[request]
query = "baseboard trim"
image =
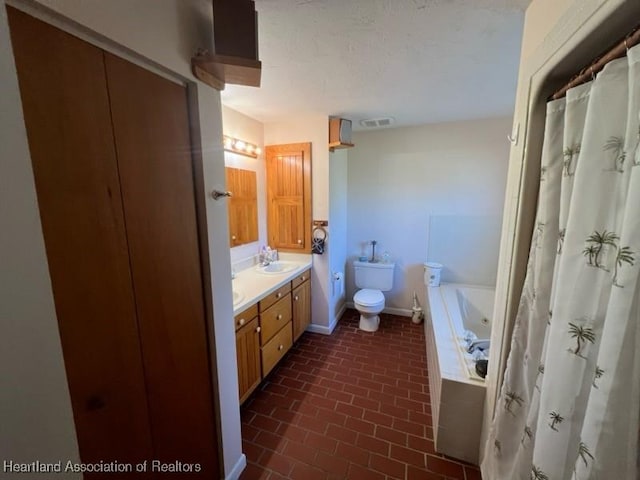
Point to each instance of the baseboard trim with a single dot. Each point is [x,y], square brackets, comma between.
[237,469]
[403,312]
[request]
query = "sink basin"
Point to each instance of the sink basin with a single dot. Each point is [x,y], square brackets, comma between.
[237,297]
[275,268]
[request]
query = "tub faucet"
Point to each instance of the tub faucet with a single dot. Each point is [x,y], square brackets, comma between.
[478,344]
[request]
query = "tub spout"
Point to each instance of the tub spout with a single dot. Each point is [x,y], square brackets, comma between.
[478,345]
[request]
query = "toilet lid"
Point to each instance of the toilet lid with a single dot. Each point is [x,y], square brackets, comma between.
[368,297]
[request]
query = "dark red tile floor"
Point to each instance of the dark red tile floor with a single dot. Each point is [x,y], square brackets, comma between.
[352,405]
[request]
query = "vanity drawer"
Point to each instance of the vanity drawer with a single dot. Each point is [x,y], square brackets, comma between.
[275,317]
[273,351]
[246,316]
[303,277]
[273,297]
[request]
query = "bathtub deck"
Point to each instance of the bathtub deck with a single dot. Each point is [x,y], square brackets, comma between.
[457,401]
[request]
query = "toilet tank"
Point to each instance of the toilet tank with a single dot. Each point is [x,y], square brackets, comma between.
[378,276]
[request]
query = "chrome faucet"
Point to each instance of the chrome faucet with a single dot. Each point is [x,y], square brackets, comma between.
[267,256]
[478,345]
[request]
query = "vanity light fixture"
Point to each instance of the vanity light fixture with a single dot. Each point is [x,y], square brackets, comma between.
[241,147]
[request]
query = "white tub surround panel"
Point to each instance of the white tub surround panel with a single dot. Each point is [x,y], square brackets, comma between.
[457,401]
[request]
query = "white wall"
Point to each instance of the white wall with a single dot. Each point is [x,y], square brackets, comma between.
[314,129]
[399,178]
[34,399]
[338,223]
[238,125]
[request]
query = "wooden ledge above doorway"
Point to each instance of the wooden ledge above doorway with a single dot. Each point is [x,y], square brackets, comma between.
[218,70]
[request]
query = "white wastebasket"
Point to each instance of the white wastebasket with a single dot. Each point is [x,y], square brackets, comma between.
[432,274]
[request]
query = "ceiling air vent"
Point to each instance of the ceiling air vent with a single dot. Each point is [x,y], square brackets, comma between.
[377,122]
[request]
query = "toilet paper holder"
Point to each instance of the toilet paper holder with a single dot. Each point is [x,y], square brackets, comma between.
[318,240]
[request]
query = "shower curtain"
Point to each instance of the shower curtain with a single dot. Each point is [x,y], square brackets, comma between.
[570,401]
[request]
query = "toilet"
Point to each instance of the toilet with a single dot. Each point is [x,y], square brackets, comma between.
[373,279]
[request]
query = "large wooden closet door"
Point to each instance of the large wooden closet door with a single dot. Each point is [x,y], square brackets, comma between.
[151,128]
[289,196]
[66,109]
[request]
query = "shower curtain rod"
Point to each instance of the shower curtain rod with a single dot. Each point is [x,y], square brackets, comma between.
[588,73]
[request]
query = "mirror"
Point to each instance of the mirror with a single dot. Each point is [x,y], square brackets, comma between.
[243,206]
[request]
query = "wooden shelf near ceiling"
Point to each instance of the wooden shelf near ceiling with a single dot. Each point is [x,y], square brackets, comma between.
[334,145]
[218,70]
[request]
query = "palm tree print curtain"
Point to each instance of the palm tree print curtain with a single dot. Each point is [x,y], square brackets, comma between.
[570,401]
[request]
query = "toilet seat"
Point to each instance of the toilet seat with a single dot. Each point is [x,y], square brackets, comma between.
[368,297]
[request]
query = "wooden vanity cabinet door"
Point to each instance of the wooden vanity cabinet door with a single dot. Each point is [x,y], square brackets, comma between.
[301,308]
[275,317]
[276,348]
[289,196]
[248,353]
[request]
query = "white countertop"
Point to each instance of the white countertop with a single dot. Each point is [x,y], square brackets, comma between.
[254,286]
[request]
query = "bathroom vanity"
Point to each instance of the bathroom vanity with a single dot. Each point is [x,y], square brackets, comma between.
[274,312]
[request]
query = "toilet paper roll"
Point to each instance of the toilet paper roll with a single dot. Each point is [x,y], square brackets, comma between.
[337,284]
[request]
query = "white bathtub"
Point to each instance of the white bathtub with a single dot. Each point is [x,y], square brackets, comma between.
[457,392]
[469,309]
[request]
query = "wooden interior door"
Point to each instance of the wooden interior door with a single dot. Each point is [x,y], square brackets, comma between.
[66,108]
[243,206]
[151,131]
[289,196]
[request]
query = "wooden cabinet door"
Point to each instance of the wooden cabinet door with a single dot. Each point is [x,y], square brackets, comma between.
[151,132]
[248,353]
[66,109]
[289,196]
[301,301]
[243,206]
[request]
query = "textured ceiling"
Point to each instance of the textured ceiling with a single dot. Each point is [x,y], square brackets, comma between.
[419,61]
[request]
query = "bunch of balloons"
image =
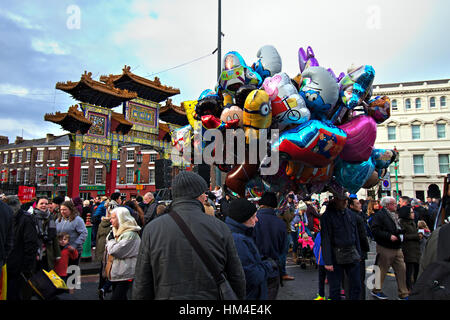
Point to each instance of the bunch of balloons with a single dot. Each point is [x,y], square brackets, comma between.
[327,124]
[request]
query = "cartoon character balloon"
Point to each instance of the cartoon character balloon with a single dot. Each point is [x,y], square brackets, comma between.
[288,107]
[361,134]
[257,114]
[313,143]
[236,73]
[268,63]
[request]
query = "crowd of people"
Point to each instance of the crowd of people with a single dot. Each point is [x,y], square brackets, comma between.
[144,253]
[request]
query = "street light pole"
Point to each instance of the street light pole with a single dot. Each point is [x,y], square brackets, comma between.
[219,70]
[138,173]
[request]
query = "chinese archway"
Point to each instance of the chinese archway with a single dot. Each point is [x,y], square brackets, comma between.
[96,130]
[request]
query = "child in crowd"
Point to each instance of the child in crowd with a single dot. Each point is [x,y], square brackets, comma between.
[67,252]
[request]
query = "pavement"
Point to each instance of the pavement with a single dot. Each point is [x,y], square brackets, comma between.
[304,287]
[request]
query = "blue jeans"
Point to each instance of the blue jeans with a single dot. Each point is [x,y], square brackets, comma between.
[283,255]
[335,279]
[322,277]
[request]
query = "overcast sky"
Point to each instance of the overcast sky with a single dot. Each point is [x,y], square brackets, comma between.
[45,41]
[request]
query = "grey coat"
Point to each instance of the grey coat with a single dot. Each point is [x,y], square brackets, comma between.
[169,268]
[76,230]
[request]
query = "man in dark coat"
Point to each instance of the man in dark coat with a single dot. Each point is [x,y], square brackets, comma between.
[270,236]
[356,208]
[410,245]
[167,265]
[387,233]
[241,220]
[22,259]
[341,248]
[6,233]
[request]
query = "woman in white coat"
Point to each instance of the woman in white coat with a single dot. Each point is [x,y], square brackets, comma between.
[122,248]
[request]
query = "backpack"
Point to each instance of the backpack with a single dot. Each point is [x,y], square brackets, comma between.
[434,282]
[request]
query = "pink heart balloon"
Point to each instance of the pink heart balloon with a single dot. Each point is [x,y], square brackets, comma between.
[361,134]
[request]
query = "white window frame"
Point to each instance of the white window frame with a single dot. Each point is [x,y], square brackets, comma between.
[63,179]
[26,176]
[40,156]
[408,104]
[63,155]
[151,175]
[390,134]
[441,164]
[131,180]
[85,169]
[418,103]
[441,125]
[415,165]
[432,102]
[415,126]
[129,152]
[101,175]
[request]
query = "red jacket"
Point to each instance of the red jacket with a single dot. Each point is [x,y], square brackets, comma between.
[62,264]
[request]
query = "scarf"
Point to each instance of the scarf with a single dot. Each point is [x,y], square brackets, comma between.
[124,227]
[395,219]
[45,225]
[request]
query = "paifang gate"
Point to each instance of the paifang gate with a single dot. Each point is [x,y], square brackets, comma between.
[97,131]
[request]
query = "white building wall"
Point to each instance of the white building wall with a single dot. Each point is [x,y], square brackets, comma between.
[429,146]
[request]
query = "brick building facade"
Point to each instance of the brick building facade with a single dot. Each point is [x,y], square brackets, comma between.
[29,163]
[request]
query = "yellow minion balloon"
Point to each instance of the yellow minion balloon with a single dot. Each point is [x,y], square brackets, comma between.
[257,114]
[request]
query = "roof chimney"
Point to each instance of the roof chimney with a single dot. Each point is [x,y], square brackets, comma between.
[4,140]
[19,140]
[49,137]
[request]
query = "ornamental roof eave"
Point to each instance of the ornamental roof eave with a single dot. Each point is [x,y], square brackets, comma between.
[128,75]
[72,121]
[99,93]
[169,106]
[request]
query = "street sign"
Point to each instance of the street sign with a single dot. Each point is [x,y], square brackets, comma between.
[25,193]
[386,182]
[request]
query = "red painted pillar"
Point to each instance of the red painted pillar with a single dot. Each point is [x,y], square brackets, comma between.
[73,181]
[111,178]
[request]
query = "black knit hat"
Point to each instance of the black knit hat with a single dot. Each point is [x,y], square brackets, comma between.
[269,199]
[241,210]
[188,185]
[404,212]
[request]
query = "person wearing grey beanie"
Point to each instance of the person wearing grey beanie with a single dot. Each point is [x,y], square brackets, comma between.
[22,259]
[168,267]
[241,219]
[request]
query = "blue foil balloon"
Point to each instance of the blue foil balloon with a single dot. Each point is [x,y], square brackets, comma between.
[352,176]
[383,158]
[314,143]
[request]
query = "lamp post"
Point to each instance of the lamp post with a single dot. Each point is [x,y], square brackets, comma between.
[396,174]
[138,171]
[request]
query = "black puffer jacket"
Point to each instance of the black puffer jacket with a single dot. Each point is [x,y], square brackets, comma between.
[383,227]
[411,238]
[6,232]
[169,268]
[23,255]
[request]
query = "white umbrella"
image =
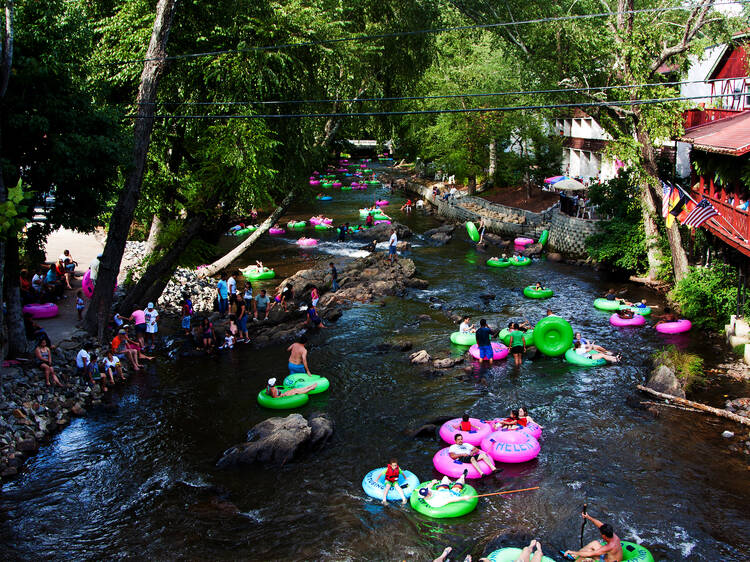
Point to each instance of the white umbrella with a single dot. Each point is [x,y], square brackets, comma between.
[569,185]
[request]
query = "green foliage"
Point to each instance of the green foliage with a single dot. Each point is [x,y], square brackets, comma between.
[708,295]
[687,367]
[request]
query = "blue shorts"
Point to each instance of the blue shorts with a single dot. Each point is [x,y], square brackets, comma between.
[296,369]
[486,352]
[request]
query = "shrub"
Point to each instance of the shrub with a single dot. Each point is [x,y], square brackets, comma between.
[708,295]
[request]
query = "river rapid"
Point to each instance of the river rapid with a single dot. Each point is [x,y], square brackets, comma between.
[136,478]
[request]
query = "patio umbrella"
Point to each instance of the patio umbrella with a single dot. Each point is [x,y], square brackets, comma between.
[555,179]
[570,185]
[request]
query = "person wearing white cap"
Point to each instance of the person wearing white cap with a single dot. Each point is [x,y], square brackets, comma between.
[273,391]
[151,314]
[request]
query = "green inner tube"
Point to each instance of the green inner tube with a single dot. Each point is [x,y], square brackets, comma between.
[605,304]
[504,336]
[533,293]
[510,554]
[282,402]
[256,275]
[301,380]
[453,509]
[553,335]
[643,311]
[633,551]
[582,360]
[465,339]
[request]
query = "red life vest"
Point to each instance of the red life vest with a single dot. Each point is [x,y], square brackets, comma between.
[391,474]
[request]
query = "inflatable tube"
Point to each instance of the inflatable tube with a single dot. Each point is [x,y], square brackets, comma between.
[498,263]
[453,509]
[474,437]
[465,339]
[533,293]
[608,305]
[582,360]
[504,336]
[301,380]
[471,229]
[633,551]
[499,351]
[511,446]
[46,310]
[642,310]
[510,554]
[678,327]
[553,336]
[374,484]
[282,402]
[454,468]
[636,320]
[255,274]
[523,261]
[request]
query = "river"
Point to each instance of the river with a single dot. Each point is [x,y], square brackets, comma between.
[136,479]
──────
SHORT TASK:
Count the lines in the records above that contain the string "deck", matching case exactly. Reply with the number alone.

FINISHED TASK:
2